What the exercise asks - Please print all of the records that follow with nothing altered.

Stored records

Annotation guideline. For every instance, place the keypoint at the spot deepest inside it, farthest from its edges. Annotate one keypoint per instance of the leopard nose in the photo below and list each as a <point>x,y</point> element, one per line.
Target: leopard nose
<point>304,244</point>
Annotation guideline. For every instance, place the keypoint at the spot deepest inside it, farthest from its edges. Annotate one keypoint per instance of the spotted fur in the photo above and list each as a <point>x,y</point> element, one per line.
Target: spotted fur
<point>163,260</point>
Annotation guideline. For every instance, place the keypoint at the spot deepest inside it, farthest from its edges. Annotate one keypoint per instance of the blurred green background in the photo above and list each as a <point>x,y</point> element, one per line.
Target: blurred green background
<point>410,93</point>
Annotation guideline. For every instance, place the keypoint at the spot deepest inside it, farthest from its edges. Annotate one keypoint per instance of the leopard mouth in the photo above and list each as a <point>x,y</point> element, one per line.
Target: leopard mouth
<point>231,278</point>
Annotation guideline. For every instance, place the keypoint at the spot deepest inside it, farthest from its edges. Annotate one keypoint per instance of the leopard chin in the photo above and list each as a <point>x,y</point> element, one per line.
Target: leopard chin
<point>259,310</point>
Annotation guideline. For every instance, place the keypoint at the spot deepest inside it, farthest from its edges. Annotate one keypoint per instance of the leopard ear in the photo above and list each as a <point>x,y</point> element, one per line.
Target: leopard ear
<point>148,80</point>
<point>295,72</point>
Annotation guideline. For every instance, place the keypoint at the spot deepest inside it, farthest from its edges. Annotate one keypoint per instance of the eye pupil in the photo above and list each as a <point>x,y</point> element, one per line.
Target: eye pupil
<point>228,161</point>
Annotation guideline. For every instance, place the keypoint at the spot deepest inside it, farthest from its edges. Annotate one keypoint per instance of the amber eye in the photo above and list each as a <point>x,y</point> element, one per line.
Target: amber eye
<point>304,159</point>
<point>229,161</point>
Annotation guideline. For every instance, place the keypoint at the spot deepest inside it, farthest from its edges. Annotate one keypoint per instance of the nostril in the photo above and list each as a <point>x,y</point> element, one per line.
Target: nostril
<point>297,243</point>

Exercise response -
Annotation guideline. For every instance, place the keypoint at the spot deepest inside it, farthest from its edges. Annotate one keypoint per instance of the leopard nose in the photo below and list each as a <point>x,y</point> element, one per line.
Target: leopard nose
<point>304,244</point>
Annotation guideline. For every instance, place the keypoint at the spot deepest inside it, farthest from its edges. Annotate one keypoint per instance of the spotted fur in the photo above and list each as a <point>x,y</point> element, one per line.
Target: spotted fur
<point>163,260</point>
Annotation guideline. For every instance, place the keypoint at the spot deepest inside it, farthest from its edges. Annotate one keypoint per instance of the blurred green background in the photo above and list each as a <point>x,y</point> element, one per line.
Target: blurred green background
<point>410,93</point>
Annotation guideline. For every instance, place the keypoint at the spot deepest inside it, farthest from its edges. Annotate one keypoint per instance of the leopard mouth in the photo above and list each as a <point>x,y</point> element, one per line.
Target: leopard mouth
<point>231,278</point>
Annotation guideline. For every instance, place the keypoint at the spot deepest inside it, farthest from its edges. Annotate one keypoint per instance of the leopard chin in the photo above and list each as a <point>x,y</point> element, one per line.
Target: leopard chin
<point>259,310</point>
Annotation guideline. For every instance, place the keypoint at the spot deepest inside it, farthest from its edges. Annotate one keypoint per instance of the leopard ear in the photo above and list each as a <point>x,y</point> element, one per line.
Target: leopard ear
<point>148,80</point>
<point>295,72</point>
Annotation guideline. For every instance, place the keypoint at the spot deepest inside it, farthest from its edges. Annotate one keypoint per instance of the eye pupil in the photo above and list each as a <point>x,y</point> element, one per line.
Target: eye pupil
<point>228,161</point>
Annotation guideline. For every instance, place the keypoint at the spot deepest inside it, farthest from its edges. Annotate one keypoint per instance of the amber eye in the photo above and list each as a <point>x,y</point> element, one per line.
Target: amber eye
<point>304,159</point>
<point>229,161</point>
Annotation guideline. For every instance, place the keypoint at the spot deepest inside it, farthest from its edges. Annotate one keypoint per instance of the nostril in the photo above and list each as a <point>x,y</point> element, one per line.
Target: nostril
<point>297,243</point>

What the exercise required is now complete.